▶ [WHAT IS BEING ASKED]:
Reproduce every one of the entries below word for word, leaving out the pictures.

•••

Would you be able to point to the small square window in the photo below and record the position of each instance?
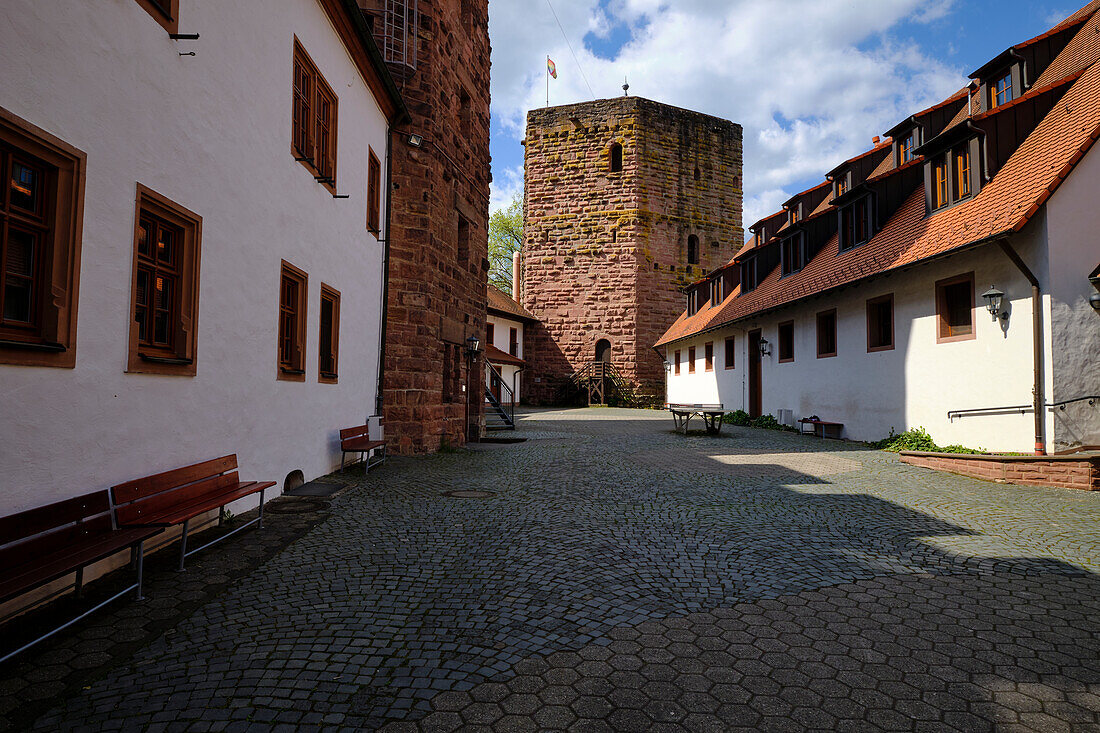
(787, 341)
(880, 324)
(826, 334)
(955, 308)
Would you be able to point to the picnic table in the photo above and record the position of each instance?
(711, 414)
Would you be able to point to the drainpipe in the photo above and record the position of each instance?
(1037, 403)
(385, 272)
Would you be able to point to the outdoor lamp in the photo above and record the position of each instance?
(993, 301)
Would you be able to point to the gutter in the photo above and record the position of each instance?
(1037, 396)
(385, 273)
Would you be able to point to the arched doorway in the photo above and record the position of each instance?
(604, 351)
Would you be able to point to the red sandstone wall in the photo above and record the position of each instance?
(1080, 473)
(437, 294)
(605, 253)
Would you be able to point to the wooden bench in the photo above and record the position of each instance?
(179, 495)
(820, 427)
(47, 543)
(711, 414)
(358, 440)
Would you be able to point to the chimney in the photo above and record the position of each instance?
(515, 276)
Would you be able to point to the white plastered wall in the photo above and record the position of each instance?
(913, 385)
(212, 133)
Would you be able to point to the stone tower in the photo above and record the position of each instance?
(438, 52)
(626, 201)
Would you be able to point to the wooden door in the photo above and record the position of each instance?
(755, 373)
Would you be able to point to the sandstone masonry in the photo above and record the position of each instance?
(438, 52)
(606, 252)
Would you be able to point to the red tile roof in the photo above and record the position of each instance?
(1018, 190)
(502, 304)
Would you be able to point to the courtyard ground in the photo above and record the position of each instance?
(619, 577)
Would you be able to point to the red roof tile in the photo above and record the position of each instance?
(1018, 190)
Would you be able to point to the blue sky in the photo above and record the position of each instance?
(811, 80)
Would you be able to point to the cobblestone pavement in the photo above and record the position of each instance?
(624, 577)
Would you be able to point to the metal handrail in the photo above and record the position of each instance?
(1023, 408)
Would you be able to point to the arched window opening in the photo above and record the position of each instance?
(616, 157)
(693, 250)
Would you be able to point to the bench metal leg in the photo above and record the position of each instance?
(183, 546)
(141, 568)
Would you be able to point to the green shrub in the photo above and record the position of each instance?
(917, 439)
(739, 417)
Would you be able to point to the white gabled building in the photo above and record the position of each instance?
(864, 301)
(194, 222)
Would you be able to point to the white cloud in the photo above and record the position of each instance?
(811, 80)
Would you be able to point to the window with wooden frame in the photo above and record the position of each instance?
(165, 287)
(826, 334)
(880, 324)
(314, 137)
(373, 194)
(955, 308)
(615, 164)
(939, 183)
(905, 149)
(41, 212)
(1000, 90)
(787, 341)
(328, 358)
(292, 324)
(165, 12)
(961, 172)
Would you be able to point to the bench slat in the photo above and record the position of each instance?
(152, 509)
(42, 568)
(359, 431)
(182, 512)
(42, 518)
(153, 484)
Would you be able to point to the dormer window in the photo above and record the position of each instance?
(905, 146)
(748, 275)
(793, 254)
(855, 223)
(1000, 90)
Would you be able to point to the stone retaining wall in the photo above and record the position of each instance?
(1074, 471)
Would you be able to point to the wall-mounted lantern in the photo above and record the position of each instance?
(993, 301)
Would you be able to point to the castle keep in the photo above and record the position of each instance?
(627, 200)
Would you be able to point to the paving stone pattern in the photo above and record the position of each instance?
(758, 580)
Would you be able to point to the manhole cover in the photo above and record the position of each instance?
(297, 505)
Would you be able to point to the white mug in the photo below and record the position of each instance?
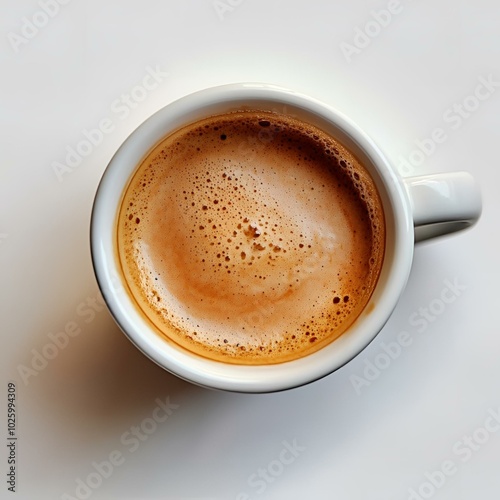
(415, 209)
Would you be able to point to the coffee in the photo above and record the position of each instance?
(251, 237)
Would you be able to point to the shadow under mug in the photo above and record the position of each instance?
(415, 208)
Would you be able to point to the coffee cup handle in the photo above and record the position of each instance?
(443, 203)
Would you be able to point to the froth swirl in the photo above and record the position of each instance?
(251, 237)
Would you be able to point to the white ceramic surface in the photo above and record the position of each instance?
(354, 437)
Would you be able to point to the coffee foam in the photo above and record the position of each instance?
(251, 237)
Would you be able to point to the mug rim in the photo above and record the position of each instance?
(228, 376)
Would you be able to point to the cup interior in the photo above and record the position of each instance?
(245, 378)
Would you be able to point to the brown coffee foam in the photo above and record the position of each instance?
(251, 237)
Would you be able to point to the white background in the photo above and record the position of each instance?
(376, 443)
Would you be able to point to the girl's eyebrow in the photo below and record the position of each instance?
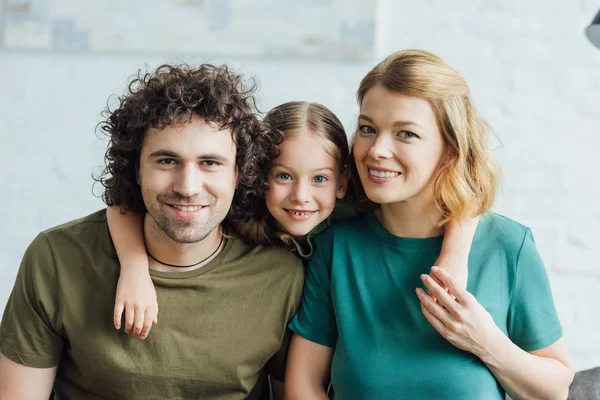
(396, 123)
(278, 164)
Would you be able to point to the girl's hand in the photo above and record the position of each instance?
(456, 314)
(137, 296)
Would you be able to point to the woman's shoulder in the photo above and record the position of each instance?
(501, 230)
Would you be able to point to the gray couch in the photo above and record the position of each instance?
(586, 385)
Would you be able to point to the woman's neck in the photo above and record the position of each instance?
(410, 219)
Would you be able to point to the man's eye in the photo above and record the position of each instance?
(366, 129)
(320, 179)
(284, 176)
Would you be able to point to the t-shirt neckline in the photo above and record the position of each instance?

•••

▶ [ANSWER FOR THE TASK]:
Would you be able to point to the small square window in the photo below and record the position of each instance?
(787, 341)
(880, 324)
(826, 334)
(955, 308)
Would you be able to point to the picnic table in the photo above and record the position of each instance?
(711, 414)
Would you be able to point to the drainpipe in the photo above and record the position of each instance?
(1037, 403)
(385, 272)
Would you be able to point to the outdoor lamp in the photo above and record the position of each instance?
(993, 301)
Would you be able to point to the gutter in the photo above and record the position of each instance?
(1037, 396)
(385, 273)
Would you be able to point to the arched doorway in the photo above and record the position of each instance?
(604, 351)
Would you be able to point to the red sandstone wall in the photo above and record the position of each instance?
(1080, 473)
(437, 294)
(605, 253)
Would you be able to point to the wooden bench in the photo above and record the position of each instance?
(179, 495)
(820, 427)
(47, 543)
(711, 414)
(358, 440)
Would you be able to point to the chimney in the photo above and record the position of each instance?
(515, 276)
Would you be able to point to the white plastered wall in the photo above and record the position of each instance?
(913, 385)
(212, 133)
Would you be able to point to the stone tower in the photo above and record the position of each instance?
(438, 52)
(626, 201)
Would you be able to point to the wooden door in the photo above and record the position of each instance?
(755, 373)
Would you be able to point to the sandstone masonry in the photo above and record the position of each instance?
(438, 52)
(606, 252)
Would you be able to point to the red tile roof in the photo above and record the position of each instance?
(1018, 190)
(502, 304)
Would you be able to point to the courtyard ground in the photo above and record the position of each instance?
(619, 577)
Would you be able to point to the red roof tile in the photo above and record the position of each instance?
(1018, 190)
Would you be able to point to the blue sky in the photo above and record the position of each instance?
(811, 80)
Would you be able to point to the cobblestone pavement in the photo above and record the position of each instance?
(624, 577)
Would you be able to point to the metal handrail in the photo above and record the position of each instance?
(1023, 408)
Would you be able to point to the arched window opening in the photo above and record the position of each instance?
(616, 157)
(693, 250)
Would you be able to point to the bench metal leg in the photo above and record the position of each instance?
(183, 546)
(141, 568)
Would you be able to point to the green shrub in the photo above and record the position of each instance?
(917, 439)
(739, 417)
Would you be able to point to the white gabled building in the photo above and record the position of each instance?
(864, 301)
(194, 222)
Would you be able to point to the white cloud in the photo above and record the position of each instance?
(811, 80)
Would you be able to point to the window with wooden frame in the photo above and record the position of each instance?
(165, 287)
(826, 334)
(880, 324)
(314, 137)
(373, 194)
(955, 308)
(615, 164)
(939, 183)
(905, 149)
(41, 212)
(1000, 90)
(787, 341)
(328, 358)
(292, 324)
(165, 12)
(961, 172)
Would you be able to point to the bench slat in the photo above and record the position of each instance?
(152, 509)
(42, 568)
(359, 431)
(182, 512)
(42, 518)
(153, 484)
Would you be able to point to the dormer window in the photo above and record the position of each instance?
(905, 146)
(748, 275)
(793, 254)
(855, 223)
(1000, 90)
Would you be able to point to the stone retaining wall in the photo above and record the position of each instance?
(1074, 471)
Would you be able to point to the wall-mounted lantern in the photo above and record the position of each instance?
(993, 301)
Would you be able to point to the castle keep in the photo above and record the position of each instance?
(627, 200)
Would you be able to point to the paving stone pattern in the photo above and record the position of each instance?
(758, 580)
Would you be able to point to the manhole cover in the photo above and record the position of each instance?
(297, 505)
Would you be able to point to the white mug in the photo below and record the position of each instance?
(415, 209)
Would you be able to point to the coffee in the photo above and record the position of each instance?
(251, 237)
Would you be able to point to the shadow under mug in the photo above and record the position of each instance?
(415, 208)
Would you be able to point to the coffee cup handle in the photo above and record the position of each instance?
(443, 203)
Would you be able to point to the froth swirl in the photo above and record the position of each instance?
(251, 237)
Would you be able to point to the white ceramic surface in the photo above and record the position of each instance?
(354, 437)
Would you be able to point to the coffee foam in the photo above and record the position of each instance?
(251, 237)
Would you be able to point to the mug rim in the photo above and record the position of each instance?
(228, 376)
Would you be able to point to the cup interior in the photo above and record the position of each instance?
(245, 378)
Would you be able to point to the brown coffee foam in the photo above and record the position of each instance?
(251, 237)
Would you be able to point to the white background in the photo above and record the position of each instance?
(376, 443)
Would you be able to point to the girl's eyebrow in the photo below and record the position of each instance?
(396, 123)
(278, 164)
Would you be able to point to the girl's hand in the photo above and record the position of each instance?
(456, 314)
(137, 296)
Would you be able to point to the woman's shoulder in the photo above and record the position of each instance?
(501, 230)
Would you be able to point to the gray couch in the photo above and record the position of each instance?
(586, 385)
Would you be able to point to the woman's neck in the photo above and record the position of each instance?
(410, 219)
Would you be able to point to the man's eye in the photo above and record the position of each instance?
(366, 129)
(320, 179)
(284, 176)
Would you be able to point to the t-shirt neckline in the photo above and record the position of each instance?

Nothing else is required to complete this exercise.